------ Entries supplied

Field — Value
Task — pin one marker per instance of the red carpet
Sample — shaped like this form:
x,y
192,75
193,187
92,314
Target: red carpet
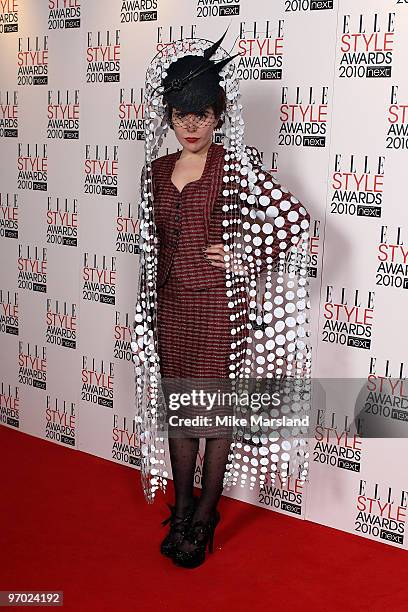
x,y
76,523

------------

(Problem)
Can you retype all of the material above word for word, leaving the pictures out?

(Answer to this task)
Field — Value
Task — pin one marker per instance of the red carpet
Sample — shaped like this form:
x,y
192,75
193,187
92,314
Target: red carpet
x,y
76,523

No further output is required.